● **EXERCISE**: Collect every line below that contains the string "flower", copying each in full. Matching is case-sensitive.

● **MATERIALS PROVIDED**:
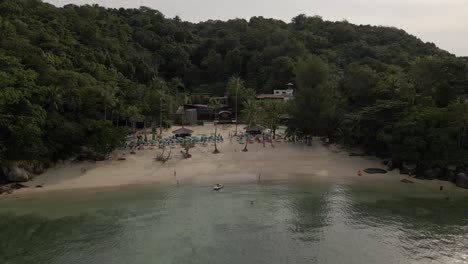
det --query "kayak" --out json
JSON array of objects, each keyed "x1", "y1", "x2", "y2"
[{"x1": 213, "y1": 184, "x2": 224, "y2": 191}]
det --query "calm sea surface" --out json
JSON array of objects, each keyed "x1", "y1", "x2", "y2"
[{"x1": 0, "y1": 182, "x2": 468, "y2": 264}]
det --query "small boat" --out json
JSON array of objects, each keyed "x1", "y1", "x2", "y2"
[{"x1": 213, "y1": 183, "x2": 224, "y2": 191}]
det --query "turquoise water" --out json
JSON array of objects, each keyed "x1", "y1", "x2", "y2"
[{"x1": 0, "y1": 182, "x2": 468, "y2": 264}]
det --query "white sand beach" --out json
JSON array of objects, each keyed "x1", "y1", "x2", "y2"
[{"x1": 11, "y1": 124, "x2": 461, "y2": 194}]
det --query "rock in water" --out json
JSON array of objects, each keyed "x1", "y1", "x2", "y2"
[
  {"x1": 424, "y1": 169, "x2": 441, "y2": 180},
  {"x1": 401, "y1": 179, "x2": 414, "y2": 183},
  {"x1": 7, "y1": 167, "x2": 31, "y2": 182},
  {"x1": 446, "y1": 171, "x2": 457, "y2": 182},
  {"x1": 400, "y1": 164, "x2": 416, "y2": 175},
  {"x1": 10, "y1": 183, "x2": 28, "y2": 190},
  {"x1": 455, "y1": 172, "x2": 468, "y2": 189},
  {"x1": 364, "y1": 168, "x2": 387, "y2": 174}
]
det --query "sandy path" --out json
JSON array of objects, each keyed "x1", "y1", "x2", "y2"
[{"x1": 10, "y1": 122, "x2": 464, "y2": 193}]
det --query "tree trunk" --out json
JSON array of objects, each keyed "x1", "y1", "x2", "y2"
[
  {"x1": 151, "y1": 117, "x2": 156, "y2": 140},
  {"x1": 213, "y1": 121, "x2": 219, "y2": 154},
  {"x1": 242, "y1": 134, "x2": 249, "y2": 152}
]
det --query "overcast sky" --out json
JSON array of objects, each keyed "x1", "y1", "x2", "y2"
[{"x1": 43, "y1": 0, "x2": 468, "y2": 56}]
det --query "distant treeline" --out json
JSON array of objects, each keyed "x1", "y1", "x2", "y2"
[{"x1": 0, "y1": 0, "x2": 468, "y2": 177}]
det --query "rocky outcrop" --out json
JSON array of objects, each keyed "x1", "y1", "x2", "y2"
[
  {"x1": 455, "y1": 172, "x2": 468, "y2": 189},
  {"x1": 387, "y1": 160, "x2": 396, "y2": 171},
  {"x1": 7, "y1": 167, "x2": 31, "y2": 182},
  {"x1": 364, "y1": 168, "x2": 387, "y2": 174},
  {"x1": 400, "y1": 164, "x2": 416, "y2": 175},
  {"x1": 422, "y1": 169, "x2": 442, "y2": 180},
  {"x1": 401, "y1": 179, "x2": 414, "y2": 183}
]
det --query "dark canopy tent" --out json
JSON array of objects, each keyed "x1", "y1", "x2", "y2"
[
  {"x1": 244, "y1": 125, "x2": 263, "y2": 135},
  {"x1": 172, "y1": 127, "x2": 193, "y2": 137}
]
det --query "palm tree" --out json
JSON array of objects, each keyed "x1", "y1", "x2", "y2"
[
  {"x1": 208, "y1": 98, "x2": 222, "y2": 154},
  {"x1": 242, "y1": 99, "x2": 260, "y2": 152}
]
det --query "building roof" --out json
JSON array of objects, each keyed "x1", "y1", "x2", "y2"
[
  {"x1": 256, "y1": 94, "x2": 289, "y2": 99},
  {"x1": 172, "y1": 127, "x2": 193, "y2": 135},
  {"x1": 175, "y1": 106, "x2": 185, "y2": 115},
  {"x1": 244, "y1": 125, "x2": 263, "y2": 131}
]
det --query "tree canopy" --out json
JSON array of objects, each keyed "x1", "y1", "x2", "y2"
[{"x1": 0, "y1": 0, "x2": 468, "y2": 172}]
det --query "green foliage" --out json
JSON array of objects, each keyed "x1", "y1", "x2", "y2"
[
  {"x1": 289, "y1": 56, "x2": 336, "y2": 139},
  {"x1": 0, "y1": 0, "x2": 468, "y2": 171}
]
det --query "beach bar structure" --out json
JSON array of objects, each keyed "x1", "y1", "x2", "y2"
[
  {"x1": 244, "y1": 125, "x2": 263, "y2": 135},
  {"x1": 172, "y1": 127, "x2": 193, "y2": 138}
]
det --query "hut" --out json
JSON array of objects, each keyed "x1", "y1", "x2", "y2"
[
  {"x1": 218, "y1": 111, "x2": 232, "y2": 124},
  {"x1": 172, "y1": 127, "x2": 193, "y2": 137},
  {"x1": 244, "y1": 125, "x2": 263, "y2": 135}
]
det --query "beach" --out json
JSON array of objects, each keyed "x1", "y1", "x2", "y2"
[{"x1": 5, "y1": 124, "x2": 463, "y2": 194}]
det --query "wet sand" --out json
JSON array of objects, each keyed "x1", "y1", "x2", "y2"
[{"x1": 10, "y1": 124, "x2": 465, "y2": 194}]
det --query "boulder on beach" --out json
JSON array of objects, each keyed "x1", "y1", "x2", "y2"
[
  {"x1": 364, "y1": 168, "x2": 387, "y2": 174},
  {"x1": 386, "y1": 160, "x2": 396, "y2": 171},
  {"x1": 455, "y1": 172, "x2": 468, "y2": 189},
  {"x1": 349, "y1": 151, "x2": 366, "y2": 157},
  {"x1": 7, "y1": 167, "x2": 31, "y2": 182},
  {"x1": 423, "y1": 169, "x2": 442, "y2": 180},
  {"x1": 445, "y1": 171, "x2": 457, "y2": 182},
  {"x1": 401, "y1": 179, "x2": 414, "y2": 183},
  {"x1": 400, "y1": 164, "x2": 416, "y2": 175}
]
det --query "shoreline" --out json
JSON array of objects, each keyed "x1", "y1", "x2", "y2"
[{"x1": 4, "y1": 124, "x2": 468, "y2": 199}]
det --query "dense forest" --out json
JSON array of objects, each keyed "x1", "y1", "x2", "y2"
[{"x1": 0, "y1": 0, "x2": 468, "y2": 184}]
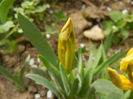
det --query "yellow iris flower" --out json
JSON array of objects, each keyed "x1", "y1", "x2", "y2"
[
  {"x1": 58, "y1": 18, "x2": 75, "y2": 71},
  {"x1": 108, "y1": 48, "x2": 133, "y2": 90}
]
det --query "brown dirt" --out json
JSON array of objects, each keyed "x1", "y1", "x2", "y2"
[{"x1": 0, "y1": 0, "x2": 133, "y2": 99}]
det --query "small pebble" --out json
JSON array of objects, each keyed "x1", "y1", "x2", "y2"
[
  {"x1": 18, "y1": 28, "x2": 23, "y2": 33},
  {"x1": 34, "y1": 93, "x2": 41, "y2": 99},
  {"x1": 80, "y1": 43, "x2": 85, "y2": 48},
  {"x1": 46, "y1": 34, "x2": 51, "y2": 39},
  {"x1": 122, "y1": 9, "x2": 128, "y2": 14},
  {"x1": 47, "y1": 90, "x2": 52, "y2": 99}
]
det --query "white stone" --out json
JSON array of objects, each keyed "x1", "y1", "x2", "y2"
[
  {"x1": 47, "y1": 90, "x2": 52, "y2": 99},
  {"x1": 83, "y1": 26, "x2": 105, "y2": 41},
  {"x1": 34, "y1": 93, "x2": 41, "y2": 99}
]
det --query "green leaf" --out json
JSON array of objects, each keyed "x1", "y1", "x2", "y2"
[
  {"x1": 20, "y1": 56, "x2": 30, "y2": 80},
  {"x1": 0, "y1": 21, "x2": 15, "y2": 33},
  {"x1": 93, "y1": 79, "x2": 123, "y2": 99},
  {"x1": 59, "y1": 65, "x2": 70, "y2": 96},
  {"x1": 32, "y1": 4, "x2": 47, "y2": 14},
  {"x1": 45, "y1": 25, "x2": 59, "y2": 34},
  {"x1": 0, "y1": 66, "x2": 15, "y2": 81},
  {"x1": 78, "y1": 49, "x2": 84, "y2": 78},
  {"x1": 31, "y1": 68, "x2": 51, "y2": 80},
  {"x1": 69, "y1": 79, "x2": 79, "y2": 99},
  {"x1": 109, "y1": 11, "x2": 124, "y2": 22},
  {"x1": 53, "y1": 11, "x2": 67, "y2": 21},
  {"x1": 26, "y1": 74, "x2": 61, "y2": 98},
  {"x1": 18, "y1": 14, "x2": 57, "y2": 66},
  {"x1": 0, "y1": 0, "x2": 15, "y2": 23},
  {"x1": 120, "y1": 28, "x2": 130, "y2": 38},
  {"x1": 94, "y1": 51, "x2": 127, "y2": 77}
]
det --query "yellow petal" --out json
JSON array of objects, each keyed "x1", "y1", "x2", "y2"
[
  {"x1": 120, "y1": 53, "x2": 133, "y2": 72},
  {"x1": 108, "y1": 67, "x2": 133, "y2": 90},
  {"x1": 126, "y1": 48, "x2": 133, "y2": 56}
]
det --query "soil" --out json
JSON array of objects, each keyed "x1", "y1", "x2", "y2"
[{"x1": 0, "y1": 0, "x2": 133, "y2": 99}]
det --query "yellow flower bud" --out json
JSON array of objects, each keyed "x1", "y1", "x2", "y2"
[
  {"x1": 120, "y1": 48, "x2": 133, "y2": 72},
  {"x1": 58, "y1": 18, "x2": 75, "y2": 71},
  {"x1": 108, "y1": 67, "x2": 133, "y2": 90}
]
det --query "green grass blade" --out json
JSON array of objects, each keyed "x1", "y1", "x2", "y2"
[
  {"x1": 78, "y1": 49, "x2": 84, "y2": 78},
  {"x1": 69, "y1": 79, "x2": 79, "y2": 99},
  {"x1": 104, "y1": 33, "x2": 113, "y2": 54},
  {"x1": 0, "y1": 0, "x2": 15, "y2": 23},
  {"x1": 26, "y1": 74, "x2": 60, "y2": 98},
  {"x1": 18, "y1": 14, "x2": 57, "y2": 66},
  {"x1": 20, "y1": 56, "x2": 30, "y2": 79},
  {"x1": 31, "y1": 68, "x2": 51, "y2": 80}
]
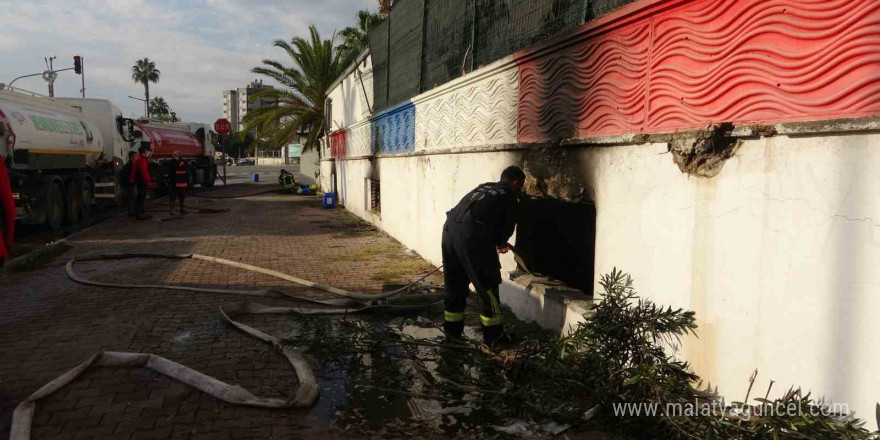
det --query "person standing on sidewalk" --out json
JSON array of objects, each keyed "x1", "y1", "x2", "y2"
[
  {"x1": 0, "y1": 156, "x2": 15, "y2": 267},
  {"x1": 119, "y1": 151, "x2": 137, "y2": 217},
  {"x1": 128, "y1": 146, "x2": 153, "y2": 220},
  {"x1": 442, "y1": 166, "x2": 526, "y2": 347},
  {"x1": 167, "y1": 151, "x2": 189, "y2": 215}
]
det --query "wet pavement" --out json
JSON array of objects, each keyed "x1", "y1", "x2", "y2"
[{"x1": 0, "y1": 182, "x2": 454, "y2": 439}]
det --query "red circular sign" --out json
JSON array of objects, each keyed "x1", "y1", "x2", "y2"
[{"x1": 214, "y1": 118, "x2": 232, "y2": 134}]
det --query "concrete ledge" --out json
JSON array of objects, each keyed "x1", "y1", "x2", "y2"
[{"x1": 500, "y1": 275, "x2": 593, "y2": 335}]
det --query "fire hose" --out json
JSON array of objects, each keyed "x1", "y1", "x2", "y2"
[{"x1": 9, "y1": 253, "x2": 443, "y2": 440}]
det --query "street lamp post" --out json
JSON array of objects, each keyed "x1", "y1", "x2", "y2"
[{"x1": 128, "y1": 95, "x2": 149, "y2": 118}]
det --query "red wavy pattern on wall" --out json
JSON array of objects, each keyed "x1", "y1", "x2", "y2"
[
  {"x1": 648, "y1": 0, "x2": 880, "y2": 131},
  {"x1": 517, "y1": 23, "x2": 651, "y2": 142},
  {"x1": 330, "y1": 130, "x2": 345, "y2": 158},
  {"x1": 517, "y1": 0, "x2": 880, "y2": 142}
]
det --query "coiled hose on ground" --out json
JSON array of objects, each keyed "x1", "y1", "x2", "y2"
[{"x1": 9, "y1": 253, "x2": 443, "y2": 440}]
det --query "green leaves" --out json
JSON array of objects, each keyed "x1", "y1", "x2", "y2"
[{"x1": 244, "y1": 25, "x2": 353, "y2": 150}]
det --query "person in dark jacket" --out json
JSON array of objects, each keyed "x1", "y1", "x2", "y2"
[
  {"x1": 119, "y1": 151, "x2": 137, "y2": 217},
  {"x1": 442, "y1": 166, "x2": 525, "y2": 347},
  {"x1": 128, "y1": 146, "x2": 153, "y2": 220},
  {"x1": 167, "y1": 151, "x2": 189, "y2": 215},
  {"x1": 0, "y1": 156, "x2": 15, "y2": 267}
]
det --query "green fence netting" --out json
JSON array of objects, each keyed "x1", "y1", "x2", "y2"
[
  {"x1": 369, "y1": 20, "x2": 388, "y2": 111},
  {"x1": 422, "y1": 0, "x2": 474, "y2": 90},
  {"x1": 370, "y1": 0, "x2": 634, "y2": 110},
  {"x1": 473, "y1": 0, "x2": 587, "y2": 68},
  {"x1": 388, "y1": 0, "x2": 425, "y2": 105}
]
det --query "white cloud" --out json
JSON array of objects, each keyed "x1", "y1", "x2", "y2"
[{"x1": 0, "y1": 0, "x2": 376, "y2": 122}]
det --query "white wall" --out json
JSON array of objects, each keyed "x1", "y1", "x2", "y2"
[
  {"x1": 299, "y1": 148, "x2": 321, "y2": 184},
  {"x1": 412, "y1": 57, "x2": 519, "y2": 151},
  {"x1": 581, "y1": 134, "x2": 880, "y2": 420},
  {"x1": 322, "y1": 128, "x2": 880, "y2": 418},
  {"x1": 329, "y1": 56, "x2": 373, "y2": 131}
]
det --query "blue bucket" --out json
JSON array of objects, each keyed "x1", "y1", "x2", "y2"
[{"x1": 324, "y1": 193, "x2": 336, "y2": 209}]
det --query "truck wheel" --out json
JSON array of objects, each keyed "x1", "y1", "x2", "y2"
[
  {"x1": 80, "y1": 179, "x2": 95, "y2": 220},
  {"x1": 46, "y1": 183, "x2": 64, "y2": 231},
  {"x1": 67, "y1": 181, "x2": 82, "y2": 224},
  {"x1": 203, "y1": 167, "x2": 217, "y2": 188}
]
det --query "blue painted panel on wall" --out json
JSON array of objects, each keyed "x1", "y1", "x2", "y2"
[{"x1": 370, "y1": 100, "x2": 416, "y2": 154}]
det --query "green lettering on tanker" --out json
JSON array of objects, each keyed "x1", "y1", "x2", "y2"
[{"x1": 28, "y1": 115, "x2": 86, "y2": 136}]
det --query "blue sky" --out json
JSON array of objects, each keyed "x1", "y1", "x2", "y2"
[{"x1": 0, "y1": 0, "x2": 378, "y2": 122}]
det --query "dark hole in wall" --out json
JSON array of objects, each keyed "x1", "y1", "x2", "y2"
[{"x1": 516, "y1": 197, "x2": 596, "y2": 294}]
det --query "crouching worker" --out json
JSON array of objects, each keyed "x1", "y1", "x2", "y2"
[
  {"x1": 167, "y1": 151, "x2": 190, "y2": 215},
  {"x1": 442, "y1": 166, "x2": 526, "y2": 347},
  {"x1": 278, "y1": 170, "x2": 296, "y2": 194}
]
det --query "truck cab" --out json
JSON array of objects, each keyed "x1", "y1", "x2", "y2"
[{"x1": 0, "y1": 88, "x2": 133, "y2": 230}]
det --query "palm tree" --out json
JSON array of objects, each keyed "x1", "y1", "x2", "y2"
[
  {"x1": 379, "y1": 0, "x2": 393, "y2": 17},
  {"x1": 131, "y1": 58, "x2": 161, "y2": 118},
  {"x1": 339, "y1": 9, "x2": 382, "y2": 54},
  {"x1": 149, "y1": 96, "x2": 171, "y2": 119},
  {"x1": 244, "y1": 25, "x2": 354, "y2": 153}
]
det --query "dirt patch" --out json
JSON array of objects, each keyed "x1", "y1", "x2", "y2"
[{"x1": 336, "y1": 243, "x2": 400, "y2": 261}]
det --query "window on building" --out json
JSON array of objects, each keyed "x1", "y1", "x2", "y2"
[{"x1": 369, "y1": 179, "x2": 382, "y2": 213}]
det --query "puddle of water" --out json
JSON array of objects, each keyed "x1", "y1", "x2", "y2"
[{"x1": 286, "y1": 312, "x2": 556, "y2": 436}]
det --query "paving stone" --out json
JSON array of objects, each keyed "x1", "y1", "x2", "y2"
[{"x1": 0, "y1": 185, "x2": 439, "y2": 440}]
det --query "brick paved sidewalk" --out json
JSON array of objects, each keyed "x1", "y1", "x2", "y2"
[{"x1": 0, "y1": 184, "x2": 441, "y2": 440}]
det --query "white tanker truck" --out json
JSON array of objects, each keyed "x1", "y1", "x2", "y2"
[{"x1": 0, "y1": 89, "x2": 134, "y2": 230}]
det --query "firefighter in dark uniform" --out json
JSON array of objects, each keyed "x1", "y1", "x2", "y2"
[
  {"x1": 167, "y1": 151, "x2": 189, "y2": 215},
  {"x1": 0, "y1": 156, "x2": 15, "y2": 267},
  {"x1": 443, "y1": 166, "x2": 526, "y2": 347}
]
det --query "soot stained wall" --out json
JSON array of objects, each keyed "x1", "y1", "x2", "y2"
[{"x1": 516, "y1": 197, "x2": 596, "y2": 294}]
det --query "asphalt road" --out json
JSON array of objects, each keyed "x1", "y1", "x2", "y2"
[
  {"x1": 10, "y1": 165, "x2": 299, "y2": 258},
  {"x1": 217, "y1": 165, "x2": 299, "y2": 185}
]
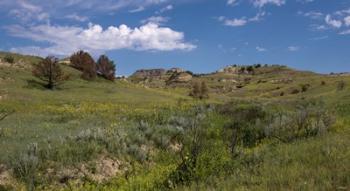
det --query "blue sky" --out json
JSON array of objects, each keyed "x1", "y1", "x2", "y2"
[{"x1": 0, "y1": 0, "x2": 350, "y2": 75}]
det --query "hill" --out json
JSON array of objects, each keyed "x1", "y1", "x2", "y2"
[{"x1": 0, "y1": 53, "x2": 350, "y2": 190}]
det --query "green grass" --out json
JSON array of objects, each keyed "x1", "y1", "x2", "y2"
[{"x1": 0, "y1": 53, "x2": 350, "y2": 190}]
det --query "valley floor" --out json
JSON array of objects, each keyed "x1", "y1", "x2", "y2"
[{"x1": 0, "y1": 61, "x2": 350, "y2": 191}]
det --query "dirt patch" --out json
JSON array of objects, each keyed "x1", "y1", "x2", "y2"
[{"x1": 52, "y1": 157, "x2": 127, "y2": 184}]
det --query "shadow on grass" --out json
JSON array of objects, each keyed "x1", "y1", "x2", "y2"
[{"x1": 24, "y1": 80, "x2": 47, "y2": 90}]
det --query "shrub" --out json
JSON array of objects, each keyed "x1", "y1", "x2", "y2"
[
  {"x1": 189, "y1": 81, "x2": 209, "y2": 99},
  {"x1": 11, "y1": 144, "x2": 40, "y2": 191},
  {"x1": 33, "y1": 57, "x2": 68, "y2": 89},
  {"x1": 247, "y1": 66, "x2": 254, "y2": 73},
  {"x1": 4, "y1": 55, "x2": 15, "y2": 64},
  {"x1": 300, "y1": 84, "x2": 310, "y2": 92},
  {"x1": 97, "y1": 55, "x2": 116, "y2": 81},
  {"x1": 337, "y1": 80, "x2": 346, "y2": 91},
  {"x1": 264, "y1": 103, "x2": 335, "y2": 142},
  {"x1": 290, "y1": 89, "x2": 300, "y2": 94},
  {"x1": 70, "y1": 50, "x2": 97, "y2": 80}
]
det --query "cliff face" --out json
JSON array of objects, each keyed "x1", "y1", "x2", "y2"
[
  {"x1": 129, "y1": 68, "x2": 192, "y2": 87},
  {"x1": 132, "y1": 69, "x2": 166, "y2": 79}
]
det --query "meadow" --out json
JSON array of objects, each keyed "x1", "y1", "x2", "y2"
[{"x1": 0, "y1": 55, "x2": 350, "y2": 191}]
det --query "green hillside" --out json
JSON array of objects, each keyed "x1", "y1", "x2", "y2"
[{"x1": 0, "y1": 53, "x2": 350, "y2": 190}]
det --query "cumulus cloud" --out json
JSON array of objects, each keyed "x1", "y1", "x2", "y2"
[
  {"x1": 141, "y1": 16, "x2": 169, "y2": 25},
  {"x1": 217, "y1": 12, "x2": 266, "y2": 27},
  {"x1": 344, "y1": 16, "x2": 350, "y2": 26},
  {"x1": 65, "y1": 13, "x2": 89, "y2": 22},
  {"x1": 255, "y1": 46, "x2": 267, "y2": 52},
  {"x1": 298, "y1": 11, "x2": 323, "y2": 19},
  {"x1": 7, "y1": 23, "x2": 196, "y2": 56},
  {"x1": 227, "y1": 0, "x2": 237, "y2": 6},
  {"x1": 0, "y1": 0, "x2": 173, "y2": 23},
  {"x1": 288, "y1": 46, "x2": 300, "y2": 52},
  {"x1": 156, "y1": 5, "x2": 174, "y2": 14},
  {"x1": 325, "y1": 14, "x2": 343, "y2": 28},
  {"x1": 339, "y1": 29, "x2": 350, "y2": 35},
  {"x1": 253, "y1": 0, "x2": 286, "y2": 7}
]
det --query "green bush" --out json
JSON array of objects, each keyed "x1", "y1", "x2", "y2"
[{"x1": 4, "y1": 55, "x2": 15, "y2": 64}]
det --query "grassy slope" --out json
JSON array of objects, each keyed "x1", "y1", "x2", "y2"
[
  {"x1": 0, "y1": 51, "x2": 350, "y2": 190},
  {"x1": 0, "y1": 57, "x2": 186, "y2": 161}
]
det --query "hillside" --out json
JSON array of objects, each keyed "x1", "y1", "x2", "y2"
[{"x1": 0, "y1": 53, "x2": 350, "y2": 190}]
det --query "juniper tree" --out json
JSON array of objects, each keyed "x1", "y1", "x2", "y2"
[
  {"x1": 70, "y1": 50, "x2": 97, "y2": 80},
  {"x1": 97, "y1": 55, "x2": 116, "y2": 81},
  {"x1": 32, "y1": 56, "x2": 68, "y2": 89}
]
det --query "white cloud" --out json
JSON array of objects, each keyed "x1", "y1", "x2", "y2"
[
  {"x1": 224, "y1": 18, "x2": 248, "y2": 27},
  {"x1": 339, "y1": 29, "x2": 350, "y2": 35},
  {"x1": 65, "y1": 13, "x2": 89, "y2": 22},
  {"x1": 141, "y1": 16, "x2": 169, "y2": 25},
  {"x1": 325, "y1": 14, "x2": 343, "y2": 28},
  {"x1": 227, "y1": 0, "x2": 237, "y2": 6},
  {"x1": 310, "y1": 36, "x2": 328, "y2": 40},
  {"x1": 7, "y1": 23, "x2": 196, "y2": 56},
  {"x1": 299, "y1": 11, "x2": 323, "y2": 19},
  {"x1": 0, "y1": 0, "x2": 173, "y2": 23},
  {"x1": 288, "y1": 46, "x2": 300, "y2": 52},
  {"x1": 129, "y1": 6, "x2": 145, "y2": 13},
  {"x1": 255, "y1": 46, "x2": 267, "y2": 52},
  {"x1": 156, "y1": 5, "x2": 174, "y2": 14},
  {"x1": 217, "y1": 12, "x2": 266, "y2": 27},
  {"x1": 253, "y1": 0, "x2": 286, "y2": 7},
  {"x1": 8, "y1": 0, "x2": 50, "y2": 23},
  {"x1": 344, "y1": 16, "x2": 350, "y2": 26}
]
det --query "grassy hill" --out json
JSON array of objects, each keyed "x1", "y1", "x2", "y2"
[{"x1": 0, "y1": 53, "x2": 350, "y2": 190}]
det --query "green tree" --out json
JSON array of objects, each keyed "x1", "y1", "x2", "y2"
[
  {"x1": 199, "y1": 81, "x2": 209, "y2": 99},
  {"x1": 32, "y1": 57, "x2": 68, "y2": 90},
  {"x1": 70, "y1": 50, "x2": 97, "y2": 80},
  {"x1": 97, "y1": 55, "x2": 116, "y2": 81}
]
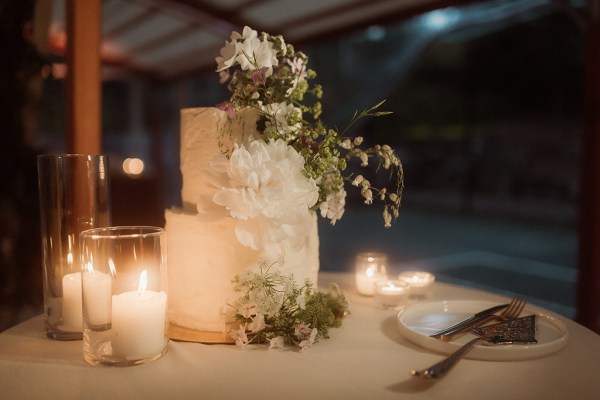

● **EXERCISE RESPONSE**:
det --query "yellow iris flower" --out json
det --query "yellow flower bud" --out json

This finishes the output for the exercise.